Items listed in a dataset
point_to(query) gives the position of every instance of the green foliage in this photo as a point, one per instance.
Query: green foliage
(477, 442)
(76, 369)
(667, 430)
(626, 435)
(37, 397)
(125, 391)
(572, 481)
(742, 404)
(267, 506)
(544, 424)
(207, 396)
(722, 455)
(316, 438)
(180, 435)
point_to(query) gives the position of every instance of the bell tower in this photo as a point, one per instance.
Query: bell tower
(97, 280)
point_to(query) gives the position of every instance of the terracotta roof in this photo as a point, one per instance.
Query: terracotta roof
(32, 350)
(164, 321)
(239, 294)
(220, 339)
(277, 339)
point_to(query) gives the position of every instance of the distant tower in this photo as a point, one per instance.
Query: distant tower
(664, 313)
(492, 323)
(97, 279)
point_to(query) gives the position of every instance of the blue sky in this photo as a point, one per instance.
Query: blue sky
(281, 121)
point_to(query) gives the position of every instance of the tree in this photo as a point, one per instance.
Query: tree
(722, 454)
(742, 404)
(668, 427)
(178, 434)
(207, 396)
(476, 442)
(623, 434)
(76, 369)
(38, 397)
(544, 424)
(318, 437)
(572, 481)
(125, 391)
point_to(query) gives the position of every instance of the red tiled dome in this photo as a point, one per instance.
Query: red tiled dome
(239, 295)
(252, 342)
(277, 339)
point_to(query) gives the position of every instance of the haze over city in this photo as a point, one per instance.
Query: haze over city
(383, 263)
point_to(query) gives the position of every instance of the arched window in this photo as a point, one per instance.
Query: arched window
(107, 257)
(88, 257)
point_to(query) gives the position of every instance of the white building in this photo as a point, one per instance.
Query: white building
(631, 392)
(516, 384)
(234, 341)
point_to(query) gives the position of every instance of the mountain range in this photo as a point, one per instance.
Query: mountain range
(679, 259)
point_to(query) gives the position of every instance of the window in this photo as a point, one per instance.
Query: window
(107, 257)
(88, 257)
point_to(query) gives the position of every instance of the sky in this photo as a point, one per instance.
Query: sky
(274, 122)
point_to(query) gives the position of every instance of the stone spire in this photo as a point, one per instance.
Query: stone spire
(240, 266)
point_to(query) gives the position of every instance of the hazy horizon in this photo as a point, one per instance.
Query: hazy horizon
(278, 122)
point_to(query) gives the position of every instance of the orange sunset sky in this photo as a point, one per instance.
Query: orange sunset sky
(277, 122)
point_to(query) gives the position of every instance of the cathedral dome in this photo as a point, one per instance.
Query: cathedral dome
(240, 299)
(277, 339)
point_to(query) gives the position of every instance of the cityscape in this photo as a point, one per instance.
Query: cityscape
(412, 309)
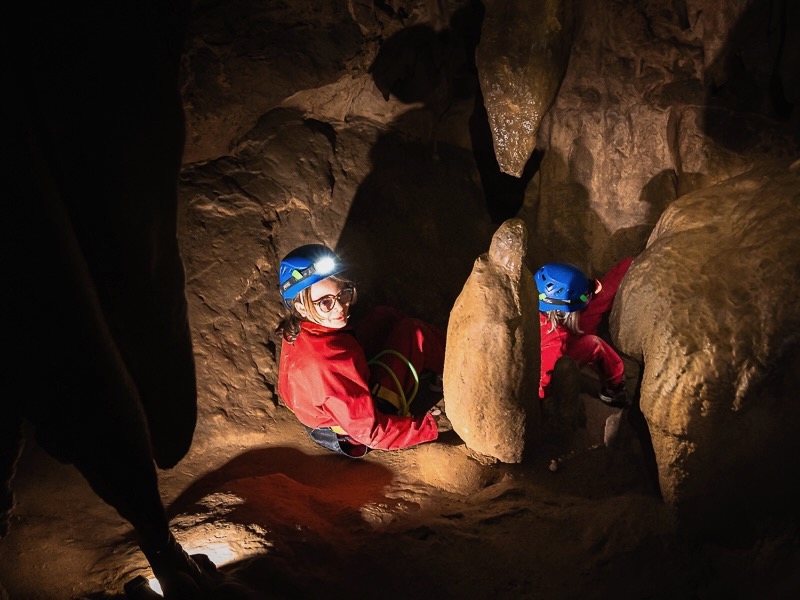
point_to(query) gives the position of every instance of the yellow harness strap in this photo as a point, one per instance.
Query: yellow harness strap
(398, 400)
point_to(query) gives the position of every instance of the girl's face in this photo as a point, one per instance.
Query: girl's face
(329, 294)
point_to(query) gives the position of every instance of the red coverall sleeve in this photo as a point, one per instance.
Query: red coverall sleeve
(348, 401)
(602, 302)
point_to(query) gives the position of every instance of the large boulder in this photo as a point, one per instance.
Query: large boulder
(650, 109)
(711, 309)
(492, 362)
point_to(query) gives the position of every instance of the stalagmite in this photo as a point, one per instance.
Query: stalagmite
(492, 363)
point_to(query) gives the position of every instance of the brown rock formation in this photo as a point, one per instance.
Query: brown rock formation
(711, 309)
(522, 57)
(492, 361)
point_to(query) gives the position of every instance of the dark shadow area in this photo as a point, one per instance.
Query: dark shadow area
(414, 229)
(753, 88)
(437, 68)
(504, 193)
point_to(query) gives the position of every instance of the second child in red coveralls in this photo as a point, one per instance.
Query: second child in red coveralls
(346, 403)
(571, 309)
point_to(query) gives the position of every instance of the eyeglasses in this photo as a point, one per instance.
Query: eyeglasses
(326, 303)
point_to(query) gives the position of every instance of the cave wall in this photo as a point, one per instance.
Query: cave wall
(363, 125)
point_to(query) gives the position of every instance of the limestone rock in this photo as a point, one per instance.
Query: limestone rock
(711, 308)
(522, 58)
(492, 363)
(637, 122)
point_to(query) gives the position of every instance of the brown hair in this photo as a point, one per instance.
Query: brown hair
(289, 327)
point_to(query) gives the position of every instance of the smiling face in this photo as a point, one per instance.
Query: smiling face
(331, 292)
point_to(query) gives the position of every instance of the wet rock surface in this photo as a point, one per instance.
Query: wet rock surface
(492, 351)
(703, 308)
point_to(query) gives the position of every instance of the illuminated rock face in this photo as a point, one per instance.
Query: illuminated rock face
(521, 61)
(711, 308)
(492, 362)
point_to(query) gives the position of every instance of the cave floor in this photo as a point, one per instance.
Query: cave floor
(294, 521)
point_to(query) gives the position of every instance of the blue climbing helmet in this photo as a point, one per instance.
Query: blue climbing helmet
(564, 287)
(303, 267)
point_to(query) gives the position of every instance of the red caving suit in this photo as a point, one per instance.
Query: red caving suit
(324, 377)
(586, 349)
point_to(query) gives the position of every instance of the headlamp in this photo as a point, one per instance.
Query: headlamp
(323, 267)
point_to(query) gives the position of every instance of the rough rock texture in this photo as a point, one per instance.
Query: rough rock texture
(711, 309)
(521, 59)
(293, 180)
(659, 99)
(492, 351)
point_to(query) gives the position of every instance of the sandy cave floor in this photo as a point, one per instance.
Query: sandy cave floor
(295, 521)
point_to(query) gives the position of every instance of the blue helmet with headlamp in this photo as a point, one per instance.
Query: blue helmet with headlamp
(305, 266)
(564, 287)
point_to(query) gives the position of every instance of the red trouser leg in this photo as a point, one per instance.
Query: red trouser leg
(592, 350)
(420, 343)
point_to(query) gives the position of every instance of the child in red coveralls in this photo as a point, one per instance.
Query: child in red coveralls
(570, 309)
(346, 403)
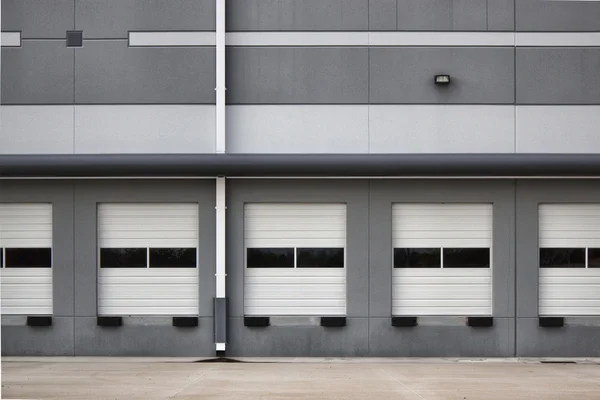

EXERCISE REQUIREMENTS: Please count the lines in the rows above that contain the string "orange", treating case as significant, and give only the number.

COMPLETE OUTPUT: 2